What is required:
Quote every one of the following lines verbatim.
** Start of Given data **
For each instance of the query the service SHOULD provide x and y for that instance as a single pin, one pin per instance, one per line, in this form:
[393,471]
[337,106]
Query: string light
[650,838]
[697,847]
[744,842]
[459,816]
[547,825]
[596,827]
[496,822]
** End of Given data **
Response below:
For each instance of the query the service SHOULD provide x and y for that instance as a single pin, one pin per instance, one per line, in this form:
[393,471]
[337,106]
Query: string light
[650,838]
[697,847]
[744,842]
[459,816]
[547,825]
[596,827]
[496,822]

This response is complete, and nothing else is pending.